» **Document extract**

◇ ◇ ◇ ◇ ◇ ◇ ◇

Reyes the Rainmaker: Electronics and earmarks on the border
by Tom Barry
Posted on September 17, 2009
Editor's note: This is the last of a three-part series titled “Reyes the Rainmaker,” focusing on the power and influence of U.S. Rep. Silvestre Reyes in national security, homeland security, border security, and intelligence operations, how those programs have been integrated into regional economic development efforts, and how Reyes has drawn increasing support from the military contracting sector. In addition, there is a sidebar story to the series, Reyes and the Aerospace Missions Corporation earmark.
Questions about Reyes’ campaign financing and possibly related contract have surrounded the congressman’s persistent and longtime support for high-tech electronic surveillance along the border, involving two no-bid contracts. Since coming to Washington in January 1997 Reyes has been a key advocate of constructing a “virtual fence” along the southwestern border, despite the all-too-real multibillion dollar price tag and absence of hard data that the billions result in improved border security.
Reyes and family have been involved in promoting virtual fencing since Border Patrol contractors started laying out the first components of the electronic surveillance system in the late 1990s.
But it wasn’t until the Inspector General (OIG) of the federal government’s General Services Administration (GSA) in December 2004 released an audit of the border electronic surveillance project, then-called the Integrated Surveillance Intelligence System (ISIS), that the some of the details of the electronic surveillance project were publicly revealed.
The audit focused on the Border Patrol’s relationship with the two ISIS contractors, starting with the Alaska native-based Chugach Development Corp. (headquartered in Virginia) and continuing with its successor International Microwave Corp. Rebecca Reyes, daughter of Rep. Reyes, directed the ISIS project for the two contractors.

◇ ◇ ◇ ◇ ◇ ◇ ◇

» **Collected data**
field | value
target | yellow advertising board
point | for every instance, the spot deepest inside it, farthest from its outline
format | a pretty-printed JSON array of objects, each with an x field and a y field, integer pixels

◇ ◇ ◇ ◇ ◇ ◇ ◇

» **What is needed**
From the article on Rep. Silvestre Reyes and border surveillance, return the passage between "Reyes and family" and "were publicly revealed.", inclusive, with no changes. This material isn't needed for the work.

» **Answer to the task**
Reyes and family have been involved in promoting virtual fencing since Border Patrol contractors started laying out the first components of the electronic surveillance system in the late 1990s.
But it wasn’t until the Inspector General (OIG) of the federal government’s General Services Administration (GSA) in December 2004 released an audit of the border electronic surveillance project, then-called the Integrated Surveillance Intelligence System (ISIS), that the some of the details of the electronic surveillance project were publicly revealed.